** Start Rows **

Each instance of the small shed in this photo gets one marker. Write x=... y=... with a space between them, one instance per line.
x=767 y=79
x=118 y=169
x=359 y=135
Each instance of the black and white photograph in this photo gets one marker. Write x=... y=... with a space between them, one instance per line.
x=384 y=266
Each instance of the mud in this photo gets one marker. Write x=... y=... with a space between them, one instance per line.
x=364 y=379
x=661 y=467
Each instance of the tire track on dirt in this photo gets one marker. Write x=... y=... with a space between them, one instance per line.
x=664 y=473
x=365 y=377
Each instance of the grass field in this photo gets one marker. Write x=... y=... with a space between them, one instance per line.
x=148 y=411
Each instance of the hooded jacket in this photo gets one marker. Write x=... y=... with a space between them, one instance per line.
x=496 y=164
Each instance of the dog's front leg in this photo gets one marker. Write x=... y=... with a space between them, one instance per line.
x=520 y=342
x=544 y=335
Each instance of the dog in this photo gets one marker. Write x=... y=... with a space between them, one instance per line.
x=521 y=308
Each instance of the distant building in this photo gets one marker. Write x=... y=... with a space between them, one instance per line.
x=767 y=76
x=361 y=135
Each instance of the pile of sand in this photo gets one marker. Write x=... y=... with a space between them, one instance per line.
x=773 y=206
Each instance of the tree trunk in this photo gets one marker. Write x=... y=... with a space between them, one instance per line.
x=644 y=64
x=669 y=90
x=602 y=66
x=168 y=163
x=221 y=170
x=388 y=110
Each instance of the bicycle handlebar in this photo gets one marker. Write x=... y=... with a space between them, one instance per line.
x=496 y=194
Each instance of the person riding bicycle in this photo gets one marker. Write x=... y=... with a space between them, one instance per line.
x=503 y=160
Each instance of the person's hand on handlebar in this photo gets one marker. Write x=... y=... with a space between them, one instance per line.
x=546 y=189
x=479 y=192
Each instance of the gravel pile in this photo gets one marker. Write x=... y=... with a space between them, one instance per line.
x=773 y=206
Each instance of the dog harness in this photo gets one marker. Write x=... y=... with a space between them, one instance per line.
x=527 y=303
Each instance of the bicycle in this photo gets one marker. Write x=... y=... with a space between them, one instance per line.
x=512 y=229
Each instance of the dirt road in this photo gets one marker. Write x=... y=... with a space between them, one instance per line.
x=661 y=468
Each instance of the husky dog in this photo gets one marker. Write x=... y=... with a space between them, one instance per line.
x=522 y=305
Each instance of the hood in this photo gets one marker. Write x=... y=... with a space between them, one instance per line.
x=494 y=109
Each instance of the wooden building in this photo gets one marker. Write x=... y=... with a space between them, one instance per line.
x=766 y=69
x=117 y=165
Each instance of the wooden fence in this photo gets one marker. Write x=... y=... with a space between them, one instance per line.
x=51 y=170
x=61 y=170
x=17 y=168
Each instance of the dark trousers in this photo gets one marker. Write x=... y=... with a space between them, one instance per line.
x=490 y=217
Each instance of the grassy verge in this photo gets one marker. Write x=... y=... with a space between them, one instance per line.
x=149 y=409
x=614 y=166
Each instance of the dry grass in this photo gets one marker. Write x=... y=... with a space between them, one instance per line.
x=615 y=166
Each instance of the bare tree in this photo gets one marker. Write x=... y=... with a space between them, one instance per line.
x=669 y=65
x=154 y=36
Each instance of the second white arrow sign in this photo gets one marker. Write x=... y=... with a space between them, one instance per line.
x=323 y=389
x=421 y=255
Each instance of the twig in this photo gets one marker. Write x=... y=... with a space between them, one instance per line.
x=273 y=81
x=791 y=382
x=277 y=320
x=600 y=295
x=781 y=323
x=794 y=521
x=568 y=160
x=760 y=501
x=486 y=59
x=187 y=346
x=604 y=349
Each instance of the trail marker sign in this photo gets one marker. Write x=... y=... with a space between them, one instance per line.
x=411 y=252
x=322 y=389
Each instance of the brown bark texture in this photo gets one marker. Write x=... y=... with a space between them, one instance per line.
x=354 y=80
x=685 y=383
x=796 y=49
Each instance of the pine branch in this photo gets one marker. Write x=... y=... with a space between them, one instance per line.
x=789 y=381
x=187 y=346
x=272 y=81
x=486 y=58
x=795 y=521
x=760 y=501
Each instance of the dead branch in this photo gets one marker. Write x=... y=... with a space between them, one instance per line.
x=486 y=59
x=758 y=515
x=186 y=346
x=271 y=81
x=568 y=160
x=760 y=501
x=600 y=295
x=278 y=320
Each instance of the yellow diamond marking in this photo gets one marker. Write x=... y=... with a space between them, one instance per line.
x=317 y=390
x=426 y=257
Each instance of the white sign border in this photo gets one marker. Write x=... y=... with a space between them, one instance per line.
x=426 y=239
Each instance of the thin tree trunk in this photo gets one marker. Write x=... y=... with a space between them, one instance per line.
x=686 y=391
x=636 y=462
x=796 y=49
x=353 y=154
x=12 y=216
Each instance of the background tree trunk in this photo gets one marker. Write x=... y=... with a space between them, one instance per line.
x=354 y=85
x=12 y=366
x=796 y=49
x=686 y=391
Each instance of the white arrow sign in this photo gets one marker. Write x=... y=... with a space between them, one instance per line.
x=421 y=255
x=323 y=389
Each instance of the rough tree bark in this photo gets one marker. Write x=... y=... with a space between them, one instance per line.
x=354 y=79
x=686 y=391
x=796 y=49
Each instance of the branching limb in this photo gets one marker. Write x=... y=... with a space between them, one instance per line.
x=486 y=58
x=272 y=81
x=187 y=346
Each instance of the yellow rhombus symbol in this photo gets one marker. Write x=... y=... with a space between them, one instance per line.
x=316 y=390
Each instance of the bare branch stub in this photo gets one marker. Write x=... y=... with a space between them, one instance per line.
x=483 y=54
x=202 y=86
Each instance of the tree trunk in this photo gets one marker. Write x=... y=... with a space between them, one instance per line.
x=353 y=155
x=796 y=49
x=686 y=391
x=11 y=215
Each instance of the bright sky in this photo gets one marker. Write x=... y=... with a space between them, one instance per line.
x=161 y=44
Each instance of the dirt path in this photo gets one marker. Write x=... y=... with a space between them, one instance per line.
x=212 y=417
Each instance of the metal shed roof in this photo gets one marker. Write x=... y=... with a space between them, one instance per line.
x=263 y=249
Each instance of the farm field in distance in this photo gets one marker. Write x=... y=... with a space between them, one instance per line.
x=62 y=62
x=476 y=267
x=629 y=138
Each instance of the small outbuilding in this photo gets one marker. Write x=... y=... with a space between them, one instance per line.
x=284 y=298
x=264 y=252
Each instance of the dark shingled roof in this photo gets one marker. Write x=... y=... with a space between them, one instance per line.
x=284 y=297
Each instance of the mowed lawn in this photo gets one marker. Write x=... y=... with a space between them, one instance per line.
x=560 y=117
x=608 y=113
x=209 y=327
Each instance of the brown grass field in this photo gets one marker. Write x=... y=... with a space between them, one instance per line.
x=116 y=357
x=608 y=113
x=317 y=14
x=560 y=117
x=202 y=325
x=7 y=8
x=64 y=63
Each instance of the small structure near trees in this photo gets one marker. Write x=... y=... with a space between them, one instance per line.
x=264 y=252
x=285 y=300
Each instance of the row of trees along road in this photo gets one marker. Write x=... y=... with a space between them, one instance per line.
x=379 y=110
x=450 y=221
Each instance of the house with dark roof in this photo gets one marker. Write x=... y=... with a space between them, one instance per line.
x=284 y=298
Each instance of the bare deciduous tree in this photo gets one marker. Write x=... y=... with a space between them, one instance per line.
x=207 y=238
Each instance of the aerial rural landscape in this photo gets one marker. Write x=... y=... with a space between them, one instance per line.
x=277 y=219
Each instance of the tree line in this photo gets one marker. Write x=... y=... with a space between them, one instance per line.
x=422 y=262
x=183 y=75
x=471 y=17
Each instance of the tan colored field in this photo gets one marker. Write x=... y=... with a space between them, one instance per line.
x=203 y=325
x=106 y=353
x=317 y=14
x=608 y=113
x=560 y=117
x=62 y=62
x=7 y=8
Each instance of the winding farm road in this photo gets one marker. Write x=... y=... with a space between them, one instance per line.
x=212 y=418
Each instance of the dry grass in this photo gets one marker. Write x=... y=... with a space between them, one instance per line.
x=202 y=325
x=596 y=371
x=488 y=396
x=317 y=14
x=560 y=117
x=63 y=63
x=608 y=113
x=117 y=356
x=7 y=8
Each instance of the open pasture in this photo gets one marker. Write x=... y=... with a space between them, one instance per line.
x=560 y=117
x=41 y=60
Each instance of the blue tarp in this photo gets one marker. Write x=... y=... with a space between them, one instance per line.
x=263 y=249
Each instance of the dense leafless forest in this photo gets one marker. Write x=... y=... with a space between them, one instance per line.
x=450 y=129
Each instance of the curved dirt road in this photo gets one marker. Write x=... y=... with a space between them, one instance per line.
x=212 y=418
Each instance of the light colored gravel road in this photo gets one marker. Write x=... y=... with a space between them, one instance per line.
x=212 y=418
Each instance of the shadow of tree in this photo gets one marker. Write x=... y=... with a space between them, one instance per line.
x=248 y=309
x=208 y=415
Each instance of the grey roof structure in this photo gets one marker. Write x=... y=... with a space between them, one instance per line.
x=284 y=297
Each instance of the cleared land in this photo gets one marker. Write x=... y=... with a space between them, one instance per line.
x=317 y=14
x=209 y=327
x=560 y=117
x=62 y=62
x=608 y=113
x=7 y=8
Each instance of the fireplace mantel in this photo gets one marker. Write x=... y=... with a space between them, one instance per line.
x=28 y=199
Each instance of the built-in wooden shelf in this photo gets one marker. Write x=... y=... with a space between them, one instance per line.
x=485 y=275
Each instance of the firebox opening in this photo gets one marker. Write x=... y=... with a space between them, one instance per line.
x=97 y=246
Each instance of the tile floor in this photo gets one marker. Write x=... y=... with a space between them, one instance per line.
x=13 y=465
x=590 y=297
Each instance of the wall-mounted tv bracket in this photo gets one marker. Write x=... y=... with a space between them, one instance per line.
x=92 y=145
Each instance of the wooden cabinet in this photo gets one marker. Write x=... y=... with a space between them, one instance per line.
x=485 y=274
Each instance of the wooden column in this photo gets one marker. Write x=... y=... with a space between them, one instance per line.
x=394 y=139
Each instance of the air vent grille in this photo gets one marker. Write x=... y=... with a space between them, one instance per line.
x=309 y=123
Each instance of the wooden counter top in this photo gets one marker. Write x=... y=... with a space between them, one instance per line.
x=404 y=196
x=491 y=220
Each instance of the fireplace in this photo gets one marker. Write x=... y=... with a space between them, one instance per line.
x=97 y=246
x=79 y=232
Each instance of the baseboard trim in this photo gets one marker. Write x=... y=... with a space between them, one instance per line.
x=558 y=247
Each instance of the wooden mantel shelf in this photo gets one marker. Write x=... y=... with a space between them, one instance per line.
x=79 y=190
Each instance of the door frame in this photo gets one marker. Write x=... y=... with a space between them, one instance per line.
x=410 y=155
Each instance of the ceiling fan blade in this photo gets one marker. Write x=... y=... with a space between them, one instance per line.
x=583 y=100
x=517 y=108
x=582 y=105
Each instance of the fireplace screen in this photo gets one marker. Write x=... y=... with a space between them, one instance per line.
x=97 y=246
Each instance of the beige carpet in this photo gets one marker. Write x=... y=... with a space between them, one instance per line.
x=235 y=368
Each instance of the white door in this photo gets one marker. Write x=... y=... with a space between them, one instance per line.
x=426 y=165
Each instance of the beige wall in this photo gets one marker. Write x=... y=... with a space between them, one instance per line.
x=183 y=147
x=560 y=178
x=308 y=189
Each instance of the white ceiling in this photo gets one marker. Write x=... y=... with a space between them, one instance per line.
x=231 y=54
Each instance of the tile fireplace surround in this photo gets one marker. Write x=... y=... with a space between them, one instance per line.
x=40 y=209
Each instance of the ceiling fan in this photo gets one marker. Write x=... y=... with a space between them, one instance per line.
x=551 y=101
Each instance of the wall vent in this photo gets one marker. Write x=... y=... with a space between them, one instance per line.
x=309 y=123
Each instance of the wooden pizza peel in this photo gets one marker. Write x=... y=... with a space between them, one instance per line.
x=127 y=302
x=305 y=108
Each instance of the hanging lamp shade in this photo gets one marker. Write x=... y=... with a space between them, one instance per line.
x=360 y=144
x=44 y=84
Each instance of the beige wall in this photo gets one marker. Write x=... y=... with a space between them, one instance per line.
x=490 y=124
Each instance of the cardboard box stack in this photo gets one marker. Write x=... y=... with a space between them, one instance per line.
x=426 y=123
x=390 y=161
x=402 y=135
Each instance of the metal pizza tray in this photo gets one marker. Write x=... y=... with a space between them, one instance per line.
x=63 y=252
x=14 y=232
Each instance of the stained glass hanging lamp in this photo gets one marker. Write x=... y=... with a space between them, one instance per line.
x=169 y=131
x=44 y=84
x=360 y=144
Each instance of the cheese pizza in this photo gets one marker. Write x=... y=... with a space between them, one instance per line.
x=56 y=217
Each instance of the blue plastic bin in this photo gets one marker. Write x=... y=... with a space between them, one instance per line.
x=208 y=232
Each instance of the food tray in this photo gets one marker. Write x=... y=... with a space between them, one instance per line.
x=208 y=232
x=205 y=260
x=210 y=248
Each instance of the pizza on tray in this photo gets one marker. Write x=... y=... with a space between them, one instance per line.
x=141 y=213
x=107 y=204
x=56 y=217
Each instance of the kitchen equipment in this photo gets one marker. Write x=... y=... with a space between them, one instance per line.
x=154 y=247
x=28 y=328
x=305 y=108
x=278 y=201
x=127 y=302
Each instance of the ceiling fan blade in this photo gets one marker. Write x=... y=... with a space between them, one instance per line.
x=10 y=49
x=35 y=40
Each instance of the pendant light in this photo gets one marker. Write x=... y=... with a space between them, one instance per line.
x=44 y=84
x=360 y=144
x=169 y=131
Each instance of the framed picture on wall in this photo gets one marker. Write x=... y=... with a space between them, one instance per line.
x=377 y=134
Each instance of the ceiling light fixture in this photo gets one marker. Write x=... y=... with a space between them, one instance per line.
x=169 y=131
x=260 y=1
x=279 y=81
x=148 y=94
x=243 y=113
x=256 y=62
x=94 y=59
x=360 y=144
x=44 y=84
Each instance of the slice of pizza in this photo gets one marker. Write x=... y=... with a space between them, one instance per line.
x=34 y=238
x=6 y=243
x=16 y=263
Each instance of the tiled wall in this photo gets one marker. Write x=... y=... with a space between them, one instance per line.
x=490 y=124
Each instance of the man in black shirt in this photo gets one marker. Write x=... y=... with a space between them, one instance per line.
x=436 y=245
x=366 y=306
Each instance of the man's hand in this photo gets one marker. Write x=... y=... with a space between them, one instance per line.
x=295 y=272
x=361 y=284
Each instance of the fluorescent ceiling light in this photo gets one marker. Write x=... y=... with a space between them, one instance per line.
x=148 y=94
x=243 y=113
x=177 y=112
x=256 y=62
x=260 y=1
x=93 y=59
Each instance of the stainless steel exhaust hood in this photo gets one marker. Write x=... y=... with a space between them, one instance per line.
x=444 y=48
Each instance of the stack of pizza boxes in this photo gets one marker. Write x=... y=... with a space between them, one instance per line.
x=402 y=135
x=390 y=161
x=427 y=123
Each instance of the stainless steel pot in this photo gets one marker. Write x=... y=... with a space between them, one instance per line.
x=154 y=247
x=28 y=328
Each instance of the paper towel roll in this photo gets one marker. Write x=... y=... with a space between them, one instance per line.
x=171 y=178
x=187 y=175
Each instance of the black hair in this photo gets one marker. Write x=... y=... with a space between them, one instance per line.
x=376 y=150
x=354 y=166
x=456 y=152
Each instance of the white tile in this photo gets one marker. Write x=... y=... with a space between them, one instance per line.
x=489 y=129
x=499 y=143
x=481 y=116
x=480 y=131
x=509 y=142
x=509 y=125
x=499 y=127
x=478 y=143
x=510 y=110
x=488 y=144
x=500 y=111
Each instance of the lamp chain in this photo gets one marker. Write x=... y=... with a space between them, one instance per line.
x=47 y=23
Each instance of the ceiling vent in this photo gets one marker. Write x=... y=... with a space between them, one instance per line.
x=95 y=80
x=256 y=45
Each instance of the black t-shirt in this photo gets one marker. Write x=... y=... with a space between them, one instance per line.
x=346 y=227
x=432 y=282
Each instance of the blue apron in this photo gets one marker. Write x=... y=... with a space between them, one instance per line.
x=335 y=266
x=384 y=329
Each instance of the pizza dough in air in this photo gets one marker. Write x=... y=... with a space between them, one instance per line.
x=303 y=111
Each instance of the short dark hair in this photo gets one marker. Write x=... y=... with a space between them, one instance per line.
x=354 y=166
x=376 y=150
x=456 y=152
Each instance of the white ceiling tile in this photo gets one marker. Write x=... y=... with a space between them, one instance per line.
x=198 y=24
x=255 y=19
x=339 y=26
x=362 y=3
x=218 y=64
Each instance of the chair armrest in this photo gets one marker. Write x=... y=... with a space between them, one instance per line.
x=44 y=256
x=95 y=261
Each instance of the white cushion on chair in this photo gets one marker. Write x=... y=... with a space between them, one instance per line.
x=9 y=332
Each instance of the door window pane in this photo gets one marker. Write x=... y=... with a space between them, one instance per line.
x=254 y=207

** End Rows **

[Your goal]: Copy the records from the line containing "Each instance of the person riding" through the line containing "x=503 y=160", substituting "scooter" for "bicycle" and leaving everything else unchanged.

[Exercise answer]:
Each instance of the person riding scooter in this photo gets one marker. Write x=... y=... with a space between them, one instance per line.
x=503 y=160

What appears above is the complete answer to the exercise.